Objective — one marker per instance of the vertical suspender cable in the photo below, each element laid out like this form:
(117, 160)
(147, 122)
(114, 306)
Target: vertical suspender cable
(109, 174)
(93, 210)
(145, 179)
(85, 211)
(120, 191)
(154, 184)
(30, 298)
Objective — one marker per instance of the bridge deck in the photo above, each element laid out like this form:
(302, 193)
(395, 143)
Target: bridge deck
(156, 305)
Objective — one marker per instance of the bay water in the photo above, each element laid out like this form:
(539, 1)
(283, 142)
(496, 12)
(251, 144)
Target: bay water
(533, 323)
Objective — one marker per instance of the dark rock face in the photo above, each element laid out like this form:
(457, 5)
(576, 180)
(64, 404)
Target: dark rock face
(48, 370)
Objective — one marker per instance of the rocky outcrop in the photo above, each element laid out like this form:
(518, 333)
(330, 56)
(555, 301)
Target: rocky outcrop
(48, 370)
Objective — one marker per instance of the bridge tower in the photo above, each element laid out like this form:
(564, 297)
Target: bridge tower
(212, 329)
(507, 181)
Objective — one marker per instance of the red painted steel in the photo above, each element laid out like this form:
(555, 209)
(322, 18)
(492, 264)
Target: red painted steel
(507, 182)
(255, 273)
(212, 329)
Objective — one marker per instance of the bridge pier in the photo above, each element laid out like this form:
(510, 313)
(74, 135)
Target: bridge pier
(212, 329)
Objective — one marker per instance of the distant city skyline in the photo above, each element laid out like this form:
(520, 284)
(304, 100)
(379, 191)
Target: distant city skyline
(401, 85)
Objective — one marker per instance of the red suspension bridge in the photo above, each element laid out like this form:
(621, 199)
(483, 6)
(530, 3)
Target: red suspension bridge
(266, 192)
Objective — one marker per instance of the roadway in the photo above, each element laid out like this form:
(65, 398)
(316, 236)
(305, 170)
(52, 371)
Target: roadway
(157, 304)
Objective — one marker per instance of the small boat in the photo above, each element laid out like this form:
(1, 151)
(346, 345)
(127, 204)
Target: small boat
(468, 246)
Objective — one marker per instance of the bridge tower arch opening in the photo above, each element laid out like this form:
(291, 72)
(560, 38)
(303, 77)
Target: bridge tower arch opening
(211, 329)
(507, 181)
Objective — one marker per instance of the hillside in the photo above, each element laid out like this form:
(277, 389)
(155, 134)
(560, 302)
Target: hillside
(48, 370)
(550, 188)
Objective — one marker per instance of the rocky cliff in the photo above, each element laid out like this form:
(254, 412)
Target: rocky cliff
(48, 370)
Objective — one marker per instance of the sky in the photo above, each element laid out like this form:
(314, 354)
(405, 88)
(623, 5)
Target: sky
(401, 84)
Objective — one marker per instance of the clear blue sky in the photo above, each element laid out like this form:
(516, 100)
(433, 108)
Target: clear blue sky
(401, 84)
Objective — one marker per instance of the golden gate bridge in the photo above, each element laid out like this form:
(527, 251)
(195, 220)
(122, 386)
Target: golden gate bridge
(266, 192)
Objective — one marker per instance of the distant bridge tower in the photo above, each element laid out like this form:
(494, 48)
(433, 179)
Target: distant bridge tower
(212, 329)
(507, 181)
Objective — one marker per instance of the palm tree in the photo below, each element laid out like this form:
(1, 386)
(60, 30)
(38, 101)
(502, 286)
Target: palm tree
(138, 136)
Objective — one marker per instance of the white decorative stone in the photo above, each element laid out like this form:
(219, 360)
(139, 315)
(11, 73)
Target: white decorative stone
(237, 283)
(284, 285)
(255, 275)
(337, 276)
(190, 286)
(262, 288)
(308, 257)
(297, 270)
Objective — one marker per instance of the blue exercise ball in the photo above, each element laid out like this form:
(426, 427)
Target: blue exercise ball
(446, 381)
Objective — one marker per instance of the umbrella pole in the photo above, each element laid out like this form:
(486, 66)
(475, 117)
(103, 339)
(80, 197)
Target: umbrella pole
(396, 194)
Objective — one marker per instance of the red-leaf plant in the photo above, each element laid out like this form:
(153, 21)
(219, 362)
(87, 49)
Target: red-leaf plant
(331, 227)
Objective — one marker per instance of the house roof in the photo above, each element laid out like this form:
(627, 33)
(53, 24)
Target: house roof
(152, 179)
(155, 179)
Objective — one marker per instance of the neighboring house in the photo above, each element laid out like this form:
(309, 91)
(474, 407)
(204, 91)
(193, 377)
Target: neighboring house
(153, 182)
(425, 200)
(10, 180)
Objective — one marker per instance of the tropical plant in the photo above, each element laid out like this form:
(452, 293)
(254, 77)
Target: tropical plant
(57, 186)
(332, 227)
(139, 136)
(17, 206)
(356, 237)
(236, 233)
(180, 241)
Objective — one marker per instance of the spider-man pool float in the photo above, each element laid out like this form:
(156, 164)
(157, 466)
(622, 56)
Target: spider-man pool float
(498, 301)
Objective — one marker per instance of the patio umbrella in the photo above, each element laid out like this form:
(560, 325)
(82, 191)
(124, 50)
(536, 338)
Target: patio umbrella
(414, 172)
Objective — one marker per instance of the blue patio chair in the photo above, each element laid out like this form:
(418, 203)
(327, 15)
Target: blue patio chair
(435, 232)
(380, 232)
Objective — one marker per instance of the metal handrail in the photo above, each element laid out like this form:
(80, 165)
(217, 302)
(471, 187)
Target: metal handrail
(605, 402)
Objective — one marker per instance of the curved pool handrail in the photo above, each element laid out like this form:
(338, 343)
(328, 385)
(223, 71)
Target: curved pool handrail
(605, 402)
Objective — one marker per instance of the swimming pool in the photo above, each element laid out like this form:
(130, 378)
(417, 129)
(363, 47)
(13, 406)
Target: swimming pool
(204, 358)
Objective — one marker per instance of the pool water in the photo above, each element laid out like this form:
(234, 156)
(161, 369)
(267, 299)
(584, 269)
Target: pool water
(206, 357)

........

§ **Exercise details**
Write out all of the records above exactly as they appear.

§ **Solution**
Objective — one marker per instance of the vertical suspender cable in the photo below, each element laid out like this form:
(117, 160)
(147, 122)
(114, 306)
Target: vertical suspender cable
(109, 174)
(93, 210)
(145, 179)
(85, 211)
(120, 191)
(154, 184)
(30, 298)
Objective — one marker per instance of the bridge deck in the photo above, each element laid out like this form:
(302, 193)
(395, 143)
Target: bridge deck
(156, 305)
Objective — one marker per instance of the bay water in the photo above, each element laid out like this form:
(539, 1)
(283, 142)
(496, 12)
(251, 144)
Target: bay water
(533, 323)
Objective — one marker per instance of the dark rock face in the photo above, each element laid out like this form:
(457, 5)
(576, 180)
(64, 404)
Target: dark rock face
(48, 370)
Objective — one marker per instance of the rocky outcrop in the photo above, each element laid out like this form:
(518, 333)
(330, 56)
(555, 301)
Target: rocky outcrop
(48, 370)
Objective — one marker per instance of the bridge tower in the photo above, each element laid out like this form:
(564, 297)
Target: bridge tower
(212, 329)
(507, 181)
Objective — one marker per instance of the red painted steel in the photo above, each element laid out like this form:
(555, 209)
(322, 18)
(492, 264)
Target: red painted steel
(507, 182)
(255, 273)
(212, 329)
Objective — one marker per instance of the bridge pier in the photo above, each element laid out like this form:
(510, 313)
(74, 135)
Target: bridge pier
(212, 329)
Objective — one marker per instance of the distant city skyline in the photo above, each element laid out like this form:
(520, 284)
(304, 100)
(379, 191)
Target: distant city skyline
(401, 85)
Objective — one marker per instance of the red suspension bridge in the photo above, each element laid out like this form:
(621, 199)
(483, 6)
(530, 3)
Target: red suspension bridge
(266, 192)
Objective — one marker per instance of the roadway in the photo above, each element laid out like this form:
(65, 398)
(316, 236)
(305, 170)
(52, 371)
Target: roadway
(157, 304)
Objective — one marker per instance of the small boat in the photo above, each element laid out like this form:
(1, 151)
(346, 345)
(127, 204)
Target: small boat
(468, 246)
Objective — one marker per instance of the bridge tower arch opening in the photo above, each element laid out like this form:
(291, 72)
(560, 38)
(303, 77)
Target: bridge tower arch opening
(211, 329)
(507, 181)
Objective — one marker per instance of the hillside in the photo above, each element laid out like this form:
(277, 389)
(155, 134)
(560, 302)
Target: hillside
(48, 370)
(550, 188)
Objective — one marker per instance of the rocky cliff in the photo above, each element laid out like this form:
(254, 412)
Target: rocky cliff
(48, 370)
Objective — one marker per instance of the sky in the photo above, each element laid out like this form:
(314, 354)
(405, 88)
(623, 5)
Target: sky
(401, 84)
Objective — one marker per instance of the clear blue sky in the photo above, each element laid out like this form:
(516, 100)
(433, 108)
Target: clear blue sky
(401, 84)
Objective — one marker per instance of the golden gate bridge in the photo above, each element laid out like this form:
(527, 251)
(195, 220)
(122, 386)
Target: golden gate bridge
(266, 192)
Objective — one marker per instance of the distant bridge tower in the photo above, each element laid out like this form:
(494, 48)
(433, 179)
Target: distant bridge tower
(212, 329)
(507, 181)
Objective — one marker per instance of the palm tree in the photo below, each element laid out like this form:
(1, 386)
(60, 30)
(38, 101)
(502, 286)
Target: palm tree
(138, 136)
Objective — one marker per instance of the white decorative stone in the photo above, each element laid out like this form:
(219, 360)
(139, 315)
(11, 73)
Target: white decorative stone
(237, 283)
(284, 285)
(255, 275)
(337, 276)
(190, 286)
(262, 288)
(308, 257)
(297, 270)
Objective — one marker per instance of the blue exercise ball in the photo above, each element laid out like this form:
(426, 427)
Target: blue exercise ball
(446, 381)
Objective — one marker per instance of the umbrella pole in the photo above, each element laid out like this form:
(486, 66)
(475, 117)
(103, 339)
(80, 197)
Target: umbrella pole
(396, 194)
Objective — one marker per instance of the red-leaf plant in the photo above, each element laid out like this form:
(153, 21)
(219, 362)
(87, 49)
Target: red-leaf plant
(331, 227)
Objective — one marker per instance of the house roof in the photo above, each element laid out like this form:
(627, 33)
(53, 24)
Target: house roof
(152, 179)
(155, 179)
Objective — one marker per instance of the neighboring house in the photo above, each element laid out like this form:
(309, 91)
(474, 407)
(204, 91)
(193, 377)
Target: neighboring house
(153, 182)
(425, 200)
(10, 180)
Objective — one marker per instance of the tropical plant in the photo above, each element laid out like this form:
(452, 293)
(254, 77)
Target: tropical plant
(57, 186)
(332, 227)
(139, 136)
(17, 206)
(356, 237)
(236, 233)
(180, 241)
Objective — one marker per instance of the spider-man pool float in the photo above, each element laid out like this form:
(156, 164)
(157, 466)
(622, 56)
Target: spider-man pool float
(498, 301)
Objective — one marker per instance of the patio umbrella in the photo above, each element laid out like this form:
(560, 325)
(82, 191)
(124, 50)
(536, 338)
Target: patio umbrella
(414, 172)
Objective — one marker per instance of the blue patio chair in the photo above, each element laid out like this form:
(418, 203)
(327, 15)
Target: blue patio chair
(435, 232)
(380, 232)
Objective — one marker per instance of the metal handrail in the photo above, each element laid out like this form:
(80, 165)
(217, 302)
(471, 187)
Target: metal handrail
(605, 402)
Objective — one marker per instance of the curved pool handrail in the photo above, each element laid out like this form:
(338, 343)
(328, 385)
(223, 71)
Target: curved pool handrail
(605, 402)
Objective — one marker per instance of the swimming pool in the photo above, each element laid out like this form:
(130, 378)
(417, 129)
(363, 47)
(13, 406)
Target: swimming pool
(204, 358)
Objective — one marker per instance of the pool water in the photo above, each element laid out like this form:
(234, 156)
(161, 369)
(267, 299)
(584, 269)
Target: pool water
(206, 357)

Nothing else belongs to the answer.